• COMPITO A:
Raccogli tutte le righe delle voci che contengono la parola "trophy". Le maiuscole e le minuscole contano.

..........

In questa diroccata palazzina ci vivono un numero considerevole di famiglie, la stanza dove vive il piccolo Mohammed ne ospita ben quattro, tutti parenti tra loro, e nove di questi sono bambini. Diciotto persone dividono una stanza  che non sarà più grande di venticinque metri quadri.

” In Siria eravamo vicini di casa, ognuno di noi aveva il suo pezzo di terra e lo coltivava, siamo contadini da generazioni. Dopo la nascita del conflitto abbiamo deciso di lasciare il paese e trasferirci in Libano, le nostre case sono servite come rifugio per la Free Army ( loro non li chiamano mai ribelli), ma dopo l’uccisione di un componente le hanno abbandonate. Da allora non abbiamo avuto più notizie sullo stato delle nostre case, ma molto probabilmente sono state distrutte dai bombardamenti. ”

In un tappeto vicino scorgo un fagotto, e dentro un neonato di un mese dorme quieto.

..........

• COMPITO B:
Trascrivi per intero, senza alcuna modifica, il brano sulla famiglia siriana rifugiata in Libano.

Voci da un insieme di annotazioni a punti
..........

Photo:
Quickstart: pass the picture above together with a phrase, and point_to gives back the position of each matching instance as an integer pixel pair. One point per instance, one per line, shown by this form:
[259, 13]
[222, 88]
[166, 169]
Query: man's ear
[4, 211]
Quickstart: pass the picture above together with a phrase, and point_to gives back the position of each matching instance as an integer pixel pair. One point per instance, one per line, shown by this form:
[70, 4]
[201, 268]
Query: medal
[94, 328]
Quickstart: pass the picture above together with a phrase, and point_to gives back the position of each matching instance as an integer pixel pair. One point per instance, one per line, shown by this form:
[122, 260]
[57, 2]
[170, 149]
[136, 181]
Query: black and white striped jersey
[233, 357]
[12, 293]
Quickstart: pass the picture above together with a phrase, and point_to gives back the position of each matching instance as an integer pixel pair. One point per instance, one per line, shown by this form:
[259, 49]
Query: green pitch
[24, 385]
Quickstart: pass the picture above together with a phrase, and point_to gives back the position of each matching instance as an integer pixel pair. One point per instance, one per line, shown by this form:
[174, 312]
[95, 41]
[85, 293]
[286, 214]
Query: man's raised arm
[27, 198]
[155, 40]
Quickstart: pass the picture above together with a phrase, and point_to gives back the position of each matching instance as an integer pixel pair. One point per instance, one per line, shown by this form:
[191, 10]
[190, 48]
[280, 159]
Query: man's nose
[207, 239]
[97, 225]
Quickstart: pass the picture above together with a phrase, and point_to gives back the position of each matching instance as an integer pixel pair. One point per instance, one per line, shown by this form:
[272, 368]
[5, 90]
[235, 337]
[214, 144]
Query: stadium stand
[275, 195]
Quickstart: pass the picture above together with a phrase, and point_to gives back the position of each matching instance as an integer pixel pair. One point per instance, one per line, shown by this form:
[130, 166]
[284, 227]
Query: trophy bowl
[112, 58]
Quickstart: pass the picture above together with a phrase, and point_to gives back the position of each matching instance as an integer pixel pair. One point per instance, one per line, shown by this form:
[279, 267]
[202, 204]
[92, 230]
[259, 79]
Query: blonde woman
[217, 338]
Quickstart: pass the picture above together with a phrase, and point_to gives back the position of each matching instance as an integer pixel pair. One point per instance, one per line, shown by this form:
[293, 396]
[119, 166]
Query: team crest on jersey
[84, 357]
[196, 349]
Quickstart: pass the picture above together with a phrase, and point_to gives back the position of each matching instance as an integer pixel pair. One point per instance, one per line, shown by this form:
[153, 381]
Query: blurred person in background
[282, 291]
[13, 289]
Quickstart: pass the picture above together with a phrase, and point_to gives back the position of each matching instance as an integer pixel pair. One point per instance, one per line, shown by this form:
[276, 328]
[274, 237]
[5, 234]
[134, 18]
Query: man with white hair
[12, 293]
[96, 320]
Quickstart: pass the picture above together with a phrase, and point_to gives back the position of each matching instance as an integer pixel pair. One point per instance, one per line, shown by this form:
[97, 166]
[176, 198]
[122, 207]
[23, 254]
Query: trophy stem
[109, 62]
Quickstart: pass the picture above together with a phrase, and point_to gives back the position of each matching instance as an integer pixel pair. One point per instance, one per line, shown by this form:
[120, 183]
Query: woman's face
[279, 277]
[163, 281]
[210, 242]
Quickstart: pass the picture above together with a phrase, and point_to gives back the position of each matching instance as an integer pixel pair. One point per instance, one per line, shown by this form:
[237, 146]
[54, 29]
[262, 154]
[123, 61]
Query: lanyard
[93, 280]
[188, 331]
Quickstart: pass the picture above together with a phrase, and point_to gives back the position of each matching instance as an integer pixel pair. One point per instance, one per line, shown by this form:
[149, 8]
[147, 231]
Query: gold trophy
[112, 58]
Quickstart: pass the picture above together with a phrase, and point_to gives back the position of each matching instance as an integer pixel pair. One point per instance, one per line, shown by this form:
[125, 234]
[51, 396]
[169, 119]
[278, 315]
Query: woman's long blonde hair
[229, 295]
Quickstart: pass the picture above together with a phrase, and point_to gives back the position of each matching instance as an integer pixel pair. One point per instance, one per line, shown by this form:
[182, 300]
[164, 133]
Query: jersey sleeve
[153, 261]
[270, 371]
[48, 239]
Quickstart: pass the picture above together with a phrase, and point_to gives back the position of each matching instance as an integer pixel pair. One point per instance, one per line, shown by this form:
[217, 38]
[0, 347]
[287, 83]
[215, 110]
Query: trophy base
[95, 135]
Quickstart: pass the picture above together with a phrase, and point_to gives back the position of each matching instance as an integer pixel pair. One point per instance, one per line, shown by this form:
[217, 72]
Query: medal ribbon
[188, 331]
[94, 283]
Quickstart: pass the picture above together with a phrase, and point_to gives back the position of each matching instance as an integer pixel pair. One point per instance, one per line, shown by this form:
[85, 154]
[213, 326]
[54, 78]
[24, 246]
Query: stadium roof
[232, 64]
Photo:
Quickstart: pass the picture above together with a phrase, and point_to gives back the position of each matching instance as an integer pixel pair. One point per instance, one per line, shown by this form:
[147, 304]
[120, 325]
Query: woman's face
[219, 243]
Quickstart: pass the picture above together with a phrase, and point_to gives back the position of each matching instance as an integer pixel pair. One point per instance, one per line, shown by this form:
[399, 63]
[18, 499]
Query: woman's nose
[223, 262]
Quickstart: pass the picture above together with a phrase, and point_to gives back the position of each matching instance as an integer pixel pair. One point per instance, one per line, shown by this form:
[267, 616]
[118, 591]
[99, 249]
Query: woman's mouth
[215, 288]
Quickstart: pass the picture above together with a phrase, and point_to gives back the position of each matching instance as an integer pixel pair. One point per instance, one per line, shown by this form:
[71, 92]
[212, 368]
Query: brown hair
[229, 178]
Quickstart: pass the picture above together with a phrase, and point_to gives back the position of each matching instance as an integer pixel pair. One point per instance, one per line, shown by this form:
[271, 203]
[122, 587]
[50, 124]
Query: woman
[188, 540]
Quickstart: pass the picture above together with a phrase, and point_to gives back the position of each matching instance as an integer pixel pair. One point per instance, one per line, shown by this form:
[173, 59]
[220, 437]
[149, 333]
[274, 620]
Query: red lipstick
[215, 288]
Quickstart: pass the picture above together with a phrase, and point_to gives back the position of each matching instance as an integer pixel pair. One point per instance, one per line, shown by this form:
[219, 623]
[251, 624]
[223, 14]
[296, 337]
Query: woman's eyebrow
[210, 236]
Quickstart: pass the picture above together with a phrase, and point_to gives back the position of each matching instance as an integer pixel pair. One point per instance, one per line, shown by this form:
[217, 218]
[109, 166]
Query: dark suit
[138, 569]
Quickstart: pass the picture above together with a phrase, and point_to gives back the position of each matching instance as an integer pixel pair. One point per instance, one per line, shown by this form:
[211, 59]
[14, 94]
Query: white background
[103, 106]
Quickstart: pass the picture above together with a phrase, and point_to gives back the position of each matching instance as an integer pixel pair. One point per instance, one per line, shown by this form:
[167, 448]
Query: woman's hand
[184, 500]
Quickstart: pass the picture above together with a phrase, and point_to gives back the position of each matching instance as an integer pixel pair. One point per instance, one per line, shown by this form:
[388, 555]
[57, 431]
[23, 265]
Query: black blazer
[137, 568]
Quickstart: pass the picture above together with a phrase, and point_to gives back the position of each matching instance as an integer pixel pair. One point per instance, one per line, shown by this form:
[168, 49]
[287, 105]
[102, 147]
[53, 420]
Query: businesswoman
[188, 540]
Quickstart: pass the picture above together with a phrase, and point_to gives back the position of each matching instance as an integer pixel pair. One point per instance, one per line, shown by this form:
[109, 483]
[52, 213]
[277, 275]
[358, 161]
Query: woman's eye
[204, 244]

..........

• RISPOSTA SVOLTA A:
Query: trophy bowl
Query: trophy stem
Query: gold trophy
Query: trophy base

• RISPOSTA SVOLTA B:
In questa diroccata palazzina ci vivono un numero considerevole di famiglie, la stanza dove vive il piccolo Mohammed ne ospita ben quattro, tutti parenti tra loro, e nove di questi sono bambini. Diciotto persone dividono una stanza  che non sarà più grande di venticinque metri quadri.

” In Siria eravamo vicini di casa, ognuno di noi aveva il suo pezzo di terra e lo coltivava, siamo contadini da generazioni. Dopo la nascita del conflitto abbiamo deciso di lasciare il paese e trasferirci in Libano, le nostre case sono servite come rifugio per la Free Army ( loro non li chiamano mai ribelli), ma dopo l’uccisione di un componente le hanno abbandonate. Da allora non abbiamo avuto più notizie sullo stato delle nostre case, ma molto probabilmente sono state distrutte dai bombardamenti. ”

In un tappeto vicino scorgo un fagotto, e dentro un neonato di un mese dorme quieto.